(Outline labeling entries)

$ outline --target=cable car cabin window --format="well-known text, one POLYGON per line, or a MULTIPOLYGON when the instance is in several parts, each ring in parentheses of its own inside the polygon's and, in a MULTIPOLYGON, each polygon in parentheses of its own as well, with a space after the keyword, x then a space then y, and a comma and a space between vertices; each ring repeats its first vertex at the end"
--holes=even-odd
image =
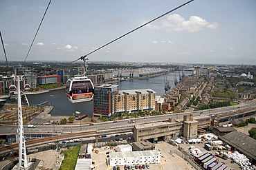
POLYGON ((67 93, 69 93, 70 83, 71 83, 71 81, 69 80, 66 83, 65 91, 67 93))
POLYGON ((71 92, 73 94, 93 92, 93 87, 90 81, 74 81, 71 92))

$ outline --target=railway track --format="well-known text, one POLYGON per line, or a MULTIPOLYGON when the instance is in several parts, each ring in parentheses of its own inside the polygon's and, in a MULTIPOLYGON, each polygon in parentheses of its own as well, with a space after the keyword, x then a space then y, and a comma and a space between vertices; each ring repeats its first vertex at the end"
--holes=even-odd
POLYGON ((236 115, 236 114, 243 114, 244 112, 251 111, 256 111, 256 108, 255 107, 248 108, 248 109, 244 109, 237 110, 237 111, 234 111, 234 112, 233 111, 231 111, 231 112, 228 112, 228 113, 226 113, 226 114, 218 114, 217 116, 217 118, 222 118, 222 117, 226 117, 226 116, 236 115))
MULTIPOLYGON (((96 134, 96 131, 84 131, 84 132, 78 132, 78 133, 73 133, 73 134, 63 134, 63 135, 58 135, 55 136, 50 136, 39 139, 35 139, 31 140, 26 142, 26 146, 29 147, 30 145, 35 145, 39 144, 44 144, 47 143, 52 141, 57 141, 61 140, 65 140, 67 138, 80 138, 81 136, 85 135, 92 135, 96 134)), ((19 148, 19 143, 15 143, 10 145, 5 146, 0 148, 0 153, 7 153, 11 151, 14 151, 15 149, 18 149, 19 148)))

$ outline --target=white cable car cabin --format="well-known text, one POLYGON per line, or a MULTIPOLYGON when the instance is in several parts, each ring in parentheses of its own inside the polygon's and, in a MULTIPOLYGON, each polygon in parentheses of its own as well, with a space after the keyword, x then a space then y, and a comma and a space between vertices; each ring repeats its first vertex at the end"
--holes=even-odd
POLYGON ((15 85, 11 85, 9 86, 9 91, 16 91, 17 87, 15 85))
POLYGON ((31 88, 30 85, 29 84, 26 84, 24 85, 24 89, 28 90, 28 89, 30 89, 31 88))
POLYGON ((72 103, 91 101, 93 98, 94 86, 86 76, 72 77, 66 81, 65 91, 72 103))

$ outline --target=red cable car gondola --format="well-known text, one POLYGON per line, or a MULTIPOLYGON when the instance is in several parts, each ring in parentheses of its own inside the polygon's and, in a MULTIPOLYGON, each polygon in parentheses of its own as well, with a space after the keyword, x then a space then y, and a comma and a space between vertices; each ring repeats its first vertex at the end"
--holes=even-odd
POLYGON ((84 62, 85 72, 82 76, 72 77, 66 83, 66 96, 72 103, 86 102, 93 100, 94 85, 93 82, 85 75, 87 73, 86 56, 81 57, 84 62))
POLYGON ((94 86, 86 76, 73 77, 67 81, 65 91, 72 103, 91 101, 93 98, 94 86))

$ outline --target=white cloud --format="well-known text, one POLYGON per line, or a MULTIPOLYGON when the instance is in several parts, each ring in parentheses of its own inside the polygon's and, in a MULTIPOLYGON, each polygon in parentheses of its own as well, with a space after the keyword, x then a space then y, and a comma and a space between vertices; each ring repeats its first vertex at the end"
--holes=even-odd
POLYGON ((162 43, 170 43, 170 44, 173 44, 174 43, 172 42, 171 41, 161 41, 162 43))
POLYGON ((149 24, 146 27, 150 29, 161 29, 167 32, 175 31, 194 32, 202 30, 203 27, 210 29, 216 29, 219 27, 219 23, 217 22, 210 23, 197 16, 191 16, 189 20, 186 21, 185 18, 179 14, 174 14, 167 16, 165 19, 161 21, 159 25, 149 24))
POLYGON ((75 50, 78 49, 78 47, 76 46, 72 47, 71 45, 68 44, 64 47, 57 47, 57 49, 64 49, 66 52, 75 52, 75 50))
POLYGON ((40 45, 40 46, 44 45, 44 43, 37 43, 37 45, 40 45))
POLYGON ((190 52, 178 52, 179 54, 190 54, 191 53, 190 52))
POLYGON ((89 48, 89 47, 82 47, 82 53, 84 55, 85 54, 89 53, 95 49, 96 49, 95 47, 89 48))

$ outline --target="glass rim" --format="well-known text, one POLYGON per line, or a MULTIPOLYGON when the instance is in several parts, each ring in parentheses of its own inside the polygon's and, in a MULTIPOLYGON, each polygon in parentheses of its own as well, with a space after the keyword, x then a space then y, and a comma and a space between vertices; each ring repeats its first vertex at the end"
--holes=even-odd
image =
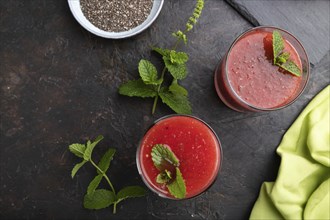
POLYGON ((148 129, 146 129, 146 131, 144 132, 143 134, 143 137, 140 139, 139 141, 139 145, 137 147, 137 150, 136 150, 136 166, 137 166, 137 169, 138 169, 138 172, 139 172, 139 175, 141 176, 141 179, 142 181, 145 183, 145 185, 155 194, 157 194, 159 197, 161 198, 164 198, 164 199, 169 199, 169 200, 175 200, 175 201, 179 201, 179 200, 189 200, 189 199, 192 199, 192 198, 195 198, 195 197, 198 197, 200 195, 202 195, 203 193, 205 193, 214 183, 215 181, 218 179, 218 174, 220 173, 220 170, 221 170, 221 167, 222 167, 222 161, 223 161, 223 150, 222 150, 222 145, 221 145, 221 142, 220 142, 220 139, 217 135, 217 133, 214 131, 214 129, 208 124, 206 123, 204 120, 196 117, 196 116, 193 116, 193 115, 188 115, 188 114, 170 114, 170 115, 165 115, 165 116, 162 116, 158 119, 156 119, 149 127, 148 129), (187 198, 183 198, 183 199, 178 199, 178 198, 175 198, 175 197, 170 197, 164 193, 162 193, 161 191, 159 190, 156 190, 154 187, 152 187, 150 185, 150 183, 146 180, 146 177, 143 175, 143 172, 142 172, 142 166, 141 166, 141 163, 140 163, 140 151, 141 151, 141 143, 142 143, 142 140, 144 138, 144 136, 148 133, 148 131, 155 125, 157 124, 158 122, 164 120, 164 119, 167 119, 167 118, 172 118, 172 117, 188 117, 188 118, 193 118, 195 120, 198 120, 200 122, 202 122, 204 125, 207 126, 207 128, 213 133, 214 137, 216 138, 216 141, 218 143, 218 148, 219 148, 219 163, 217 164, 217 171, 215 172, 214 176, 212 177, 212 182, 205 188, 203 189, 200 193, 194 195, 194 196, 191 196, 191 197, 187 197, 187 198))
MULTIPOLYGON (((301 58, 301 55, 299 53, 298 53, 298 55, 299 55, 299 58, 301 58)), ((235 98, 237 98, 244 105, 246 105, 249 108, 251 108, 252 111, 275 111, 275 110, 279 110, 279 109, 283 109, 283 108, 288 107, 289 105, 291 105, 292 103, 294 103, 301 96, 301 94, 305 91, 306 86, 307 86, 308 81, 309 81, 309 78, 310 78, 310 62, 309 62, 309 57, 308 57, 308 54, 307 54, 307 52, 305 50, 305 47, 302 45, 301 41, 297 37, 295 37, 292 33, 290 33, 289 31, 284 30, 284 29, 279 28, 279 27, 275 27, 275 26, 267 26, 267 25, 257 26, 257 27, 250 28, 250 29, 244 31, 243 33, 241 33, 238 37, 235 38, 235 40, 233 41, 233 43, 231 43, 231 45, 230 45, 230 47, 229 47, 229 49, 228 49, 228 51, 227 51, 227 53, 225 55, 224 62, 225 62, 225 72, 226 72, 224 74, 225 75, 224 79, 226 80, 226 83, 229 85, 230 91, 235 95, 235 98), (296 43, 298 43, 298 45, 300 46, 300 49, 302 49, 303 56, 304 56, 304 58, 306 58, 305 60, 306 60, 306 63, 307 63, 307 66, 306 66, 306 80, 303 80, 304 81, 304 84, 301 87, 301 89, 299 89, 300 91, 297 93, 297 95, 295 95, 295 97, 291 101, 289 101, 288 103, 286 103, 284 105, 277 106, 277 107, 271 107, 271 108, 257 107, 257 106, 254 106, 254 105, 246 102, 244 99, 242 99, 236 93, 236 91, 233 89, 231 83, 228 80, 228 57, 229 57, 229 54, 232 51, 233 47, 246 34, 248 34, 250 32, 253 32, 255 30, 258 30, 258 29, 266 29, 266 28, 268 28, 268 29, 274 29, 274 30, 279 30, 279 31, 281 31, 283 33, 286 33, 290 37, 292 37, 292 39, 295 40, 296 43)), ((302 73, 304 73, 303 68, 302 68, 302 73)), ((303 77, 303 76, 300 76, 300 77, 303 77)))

---

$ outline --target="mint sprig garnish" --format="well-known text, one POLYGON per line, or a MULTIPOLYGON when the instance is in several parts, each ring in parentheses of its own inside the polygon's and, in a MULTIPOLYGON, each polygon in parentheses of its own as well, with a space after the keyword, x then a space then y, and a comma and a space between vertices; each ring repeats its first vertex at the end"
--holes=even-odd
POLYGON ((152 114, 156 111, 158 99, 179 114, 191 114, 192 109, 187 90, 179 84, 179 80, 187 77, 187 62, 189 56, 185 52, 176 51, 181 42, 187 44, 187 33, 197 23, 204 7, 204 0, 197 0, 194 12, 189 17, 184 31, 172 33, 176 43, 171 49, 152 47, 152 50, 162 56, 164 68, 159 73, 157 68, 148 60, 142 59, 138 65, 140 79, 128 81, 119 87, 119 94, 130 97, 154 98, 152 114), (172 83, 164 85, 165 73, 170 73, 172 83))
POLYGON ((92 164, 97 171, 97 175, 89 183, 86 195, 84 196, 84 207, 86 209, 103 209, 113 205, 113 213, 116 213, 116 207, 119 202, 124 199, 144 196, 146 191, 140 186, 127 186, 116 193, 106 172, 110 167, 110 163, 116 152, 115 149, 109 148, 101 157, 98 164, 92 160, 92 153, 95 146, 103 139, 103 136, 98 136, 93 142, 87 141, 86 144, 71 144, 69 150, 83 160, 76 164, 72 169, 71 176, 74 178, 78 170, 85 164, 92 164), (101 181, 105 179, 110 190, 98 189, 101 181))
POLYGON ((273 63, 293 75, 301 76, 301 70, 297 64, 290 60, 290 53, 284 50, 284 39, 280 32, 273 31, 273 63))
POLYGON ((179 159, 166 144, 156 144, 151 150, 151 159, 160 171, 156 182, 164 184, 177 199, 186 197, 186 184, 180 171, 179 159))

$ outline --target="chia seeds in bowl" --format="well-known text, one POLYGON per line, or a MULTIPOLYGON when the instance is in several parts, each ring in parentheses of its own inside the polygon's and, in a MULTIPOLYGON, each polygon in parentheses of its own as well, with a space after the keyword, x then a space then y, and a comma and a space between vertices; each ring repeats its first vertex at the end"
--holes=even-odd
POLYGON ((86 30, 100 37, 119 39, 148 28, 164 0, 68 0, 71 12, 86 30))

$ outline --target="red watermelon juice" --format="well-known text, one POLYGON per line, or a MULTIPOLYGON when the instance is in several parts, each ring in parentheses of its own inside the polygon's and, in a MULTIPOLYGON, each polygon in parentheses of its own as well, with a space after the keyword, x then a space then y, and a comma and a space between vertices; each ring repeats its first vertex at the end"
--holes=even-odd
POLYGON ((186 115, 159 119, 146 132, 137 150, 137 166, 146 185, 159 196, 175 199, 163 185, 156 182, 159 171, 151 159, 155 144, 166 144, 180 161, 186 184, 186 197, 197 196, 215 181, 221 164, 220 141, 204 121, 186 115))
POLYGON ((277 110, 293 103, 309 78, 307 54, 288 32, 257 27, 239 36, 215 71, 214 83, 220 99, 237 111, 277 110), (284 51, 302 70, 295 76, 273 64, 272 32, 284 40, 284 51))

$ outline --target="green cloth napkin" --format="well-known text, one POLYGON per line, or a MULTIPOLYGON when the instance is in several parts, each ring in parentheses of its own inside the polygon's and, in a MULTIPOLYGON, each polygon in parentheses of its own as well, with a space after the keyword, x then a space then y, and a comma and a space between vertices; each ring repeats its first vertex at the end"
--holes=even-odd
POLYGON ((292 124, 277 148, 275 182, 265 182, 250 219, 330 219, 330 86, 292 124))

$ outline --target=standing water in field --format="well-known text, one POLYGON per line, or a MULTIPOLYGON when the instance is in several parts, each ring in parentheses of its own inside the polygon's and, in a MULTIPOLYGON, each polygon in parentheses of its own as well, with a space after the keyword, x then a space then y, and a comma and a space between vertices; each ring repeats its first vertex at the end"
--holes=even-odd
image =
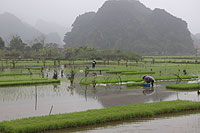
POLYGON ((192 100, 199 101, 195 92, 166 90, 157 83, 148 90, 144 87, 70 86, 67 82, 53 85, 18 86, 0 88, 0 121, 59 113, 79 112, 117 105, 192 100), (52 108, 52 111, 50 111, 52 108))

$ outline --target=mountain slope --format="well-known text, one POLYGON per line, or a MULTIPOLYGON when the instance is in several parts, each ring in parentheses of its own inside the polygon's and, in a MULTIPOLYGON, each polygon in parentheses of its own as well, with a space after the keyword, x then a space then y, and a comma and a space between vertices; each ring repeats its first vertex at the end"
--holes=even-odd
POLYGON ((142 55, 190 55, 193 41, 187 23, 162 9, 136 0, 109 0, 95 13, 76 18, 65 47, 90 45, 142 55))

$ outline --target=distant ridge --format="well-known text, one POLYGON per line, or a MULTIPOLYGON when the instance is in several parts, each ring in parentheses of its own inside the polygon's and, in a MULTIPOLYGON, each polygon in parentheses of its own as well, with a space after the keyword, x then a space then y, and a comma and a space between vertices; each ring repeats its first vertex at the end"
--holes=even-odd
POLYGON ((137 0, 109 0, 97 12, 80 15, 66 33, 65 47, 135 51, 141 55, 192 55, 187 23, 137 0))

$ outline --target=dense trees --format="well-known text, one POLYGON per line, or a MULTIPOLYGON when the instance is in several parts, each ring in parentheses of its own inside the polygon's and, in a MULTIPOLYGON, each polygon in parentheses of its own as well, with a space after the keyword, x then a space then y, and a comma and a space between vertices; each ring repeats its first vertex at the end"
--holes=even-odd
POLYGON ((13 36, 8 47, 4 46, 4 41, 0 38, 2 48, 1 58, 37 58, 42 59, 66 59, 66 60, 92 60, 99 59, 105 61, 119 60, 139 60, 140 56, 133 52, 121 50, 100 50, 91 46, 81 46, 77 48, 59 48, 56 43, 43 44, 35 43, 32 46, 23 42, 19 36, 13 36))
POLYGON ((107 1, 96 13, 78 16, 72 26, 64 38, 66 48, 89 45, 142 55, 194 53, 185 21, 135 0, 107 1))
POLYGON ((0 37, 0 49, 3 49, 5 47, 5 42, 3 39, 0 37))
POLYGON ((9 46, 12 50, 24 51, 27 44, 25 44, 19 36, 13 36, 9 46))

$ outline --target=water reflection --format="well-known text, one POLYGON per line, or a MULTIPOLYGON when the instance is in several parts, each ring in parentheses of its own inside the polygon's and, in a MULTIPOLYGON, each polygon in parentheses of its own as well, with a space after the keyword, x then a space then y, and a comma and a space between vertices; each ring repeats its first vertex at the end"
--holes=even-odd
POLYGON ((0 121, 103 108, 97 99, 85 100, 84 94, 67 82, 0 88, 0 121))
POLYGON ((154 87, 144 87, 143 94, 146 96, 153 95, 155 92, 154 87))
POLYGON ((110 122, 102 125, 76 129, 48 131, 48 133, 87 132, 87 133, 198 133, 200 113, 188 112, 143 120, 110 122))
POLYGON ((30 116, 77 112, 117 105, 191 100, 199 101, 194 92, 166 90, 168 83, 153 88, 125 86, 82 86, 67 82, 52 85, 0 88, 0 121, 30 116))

==

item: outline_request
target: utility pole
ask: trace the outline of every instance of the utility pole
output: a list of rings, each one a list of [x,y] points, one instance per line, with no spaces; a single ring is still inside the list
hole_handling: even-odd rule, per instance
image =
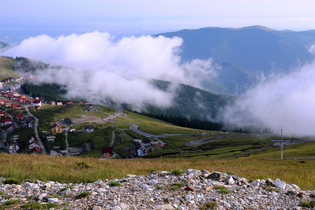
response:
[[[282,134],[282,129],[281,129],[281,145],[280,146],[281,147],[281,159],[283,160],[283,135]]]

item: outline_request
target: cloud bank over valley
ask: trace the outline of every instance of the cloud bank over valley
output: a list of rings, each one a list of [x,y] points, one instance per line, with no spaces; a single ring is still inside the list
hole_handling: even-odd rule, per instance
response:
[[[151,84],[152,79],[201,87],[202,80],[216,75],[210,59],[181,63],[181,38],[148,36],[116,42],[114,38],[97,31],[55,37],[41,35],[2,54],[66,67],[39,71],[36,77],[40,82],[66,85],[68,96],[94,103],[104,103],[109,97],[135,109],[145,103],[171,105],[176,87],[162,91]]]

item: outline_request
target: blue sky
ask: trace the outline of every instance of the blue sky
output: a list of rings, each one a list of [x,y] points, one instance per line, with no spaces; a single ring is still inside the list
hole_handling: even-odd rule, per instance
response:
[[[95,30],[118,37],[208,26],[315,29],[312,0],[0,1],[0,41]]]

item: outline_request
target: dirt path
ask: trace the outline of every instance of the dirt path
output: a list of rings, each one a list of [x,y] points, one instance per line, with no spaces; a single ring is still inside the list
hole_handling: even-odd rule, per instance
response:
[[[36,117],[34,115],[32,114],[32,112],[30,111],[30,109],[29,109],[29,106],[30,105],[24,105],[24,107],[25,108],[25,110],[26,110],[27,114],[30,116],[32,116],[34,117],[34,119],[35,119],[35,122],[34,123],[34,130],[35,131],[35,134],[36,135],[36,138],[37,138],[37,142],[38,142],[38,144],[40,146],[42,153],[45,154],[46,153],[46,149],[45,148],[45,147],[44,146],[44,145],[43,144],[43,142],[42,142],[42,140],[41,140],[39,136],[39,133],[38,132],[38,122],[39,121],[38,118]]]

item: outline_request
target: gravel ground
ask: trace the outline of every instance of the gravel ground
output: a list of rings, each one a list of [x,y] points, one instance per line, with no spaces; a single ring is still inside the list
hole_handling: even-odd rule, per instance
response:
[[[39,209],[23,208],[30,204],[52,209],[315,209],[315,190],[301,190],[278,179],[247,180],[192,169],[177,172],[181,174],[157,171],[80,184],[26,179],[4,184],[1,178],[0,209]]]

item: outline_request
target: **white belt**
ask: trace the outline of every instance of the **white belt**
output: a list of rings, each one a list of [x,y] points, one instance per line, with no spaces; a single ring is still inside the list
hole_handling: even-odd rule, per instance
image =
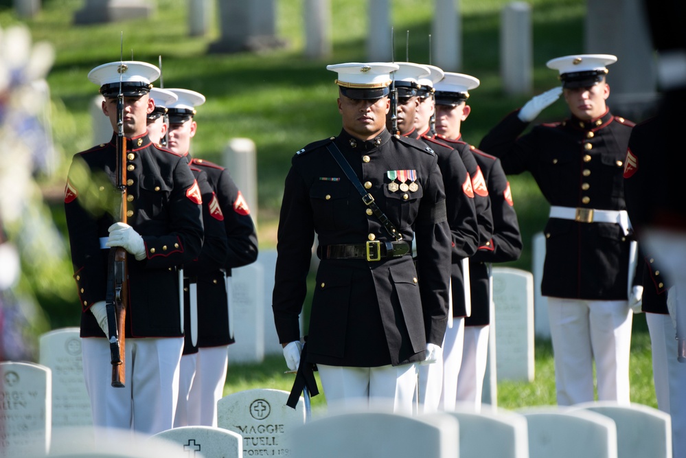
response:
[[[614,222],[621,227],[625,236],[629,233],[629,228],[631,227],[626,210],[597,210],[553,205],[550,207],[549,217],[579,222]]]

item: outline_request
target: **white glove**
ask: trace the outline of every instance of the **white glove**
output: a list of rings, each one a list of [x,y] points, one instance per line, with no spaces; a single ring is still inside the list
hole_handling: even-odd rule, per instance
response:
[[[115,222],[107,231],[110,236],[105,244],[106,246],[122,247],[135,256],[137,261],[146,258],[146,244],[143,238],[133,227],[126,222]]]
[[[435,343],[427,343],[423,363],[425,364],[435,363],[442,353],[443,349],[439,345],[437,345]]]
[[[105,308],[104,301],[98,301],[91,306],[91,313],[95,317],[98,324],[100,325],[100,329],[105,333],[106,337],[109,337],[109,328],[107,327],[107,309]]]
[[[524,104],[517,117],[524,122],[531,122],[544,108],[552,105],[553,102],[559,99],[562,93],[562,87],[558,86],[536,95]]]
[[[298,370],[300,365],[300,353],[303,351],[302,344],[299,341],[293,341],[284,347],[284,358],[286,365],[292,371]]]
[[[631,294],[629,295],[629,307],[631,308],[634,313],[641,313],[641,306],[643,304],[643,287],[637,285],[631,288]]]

• PROBLEM DETAILS
Reproduce the lines of the entries from the line containing "outline --target=cable car" up to and including the line containing "POLYGON ((71 92, 73". Leave the pictures out of your answer.

• CORRECT ANSWER
$ outline --target=cable car cabin window --format="well-known text, one POLYGON per line, or a MULTIPOLYGON when the instance is in several parts, each ring in parentheses of its own inside the polygon's and, in a MULTIPOLYGON, each polygon in parentheses of its own as well, with a space after the keyword, x then a space then y, and a comma and a space between vertices; each ring repeats its first vertex at the end"
--holes=even-odd
image =
POLYGON ((67 93, 69 93, 70 83, 71 83, 71 81, 69 80, 66 83, 65 91, 67 93))
POLYGON ((71 92, 73 94, 93 92, 93 87, 90 81, 74 81, 71 92))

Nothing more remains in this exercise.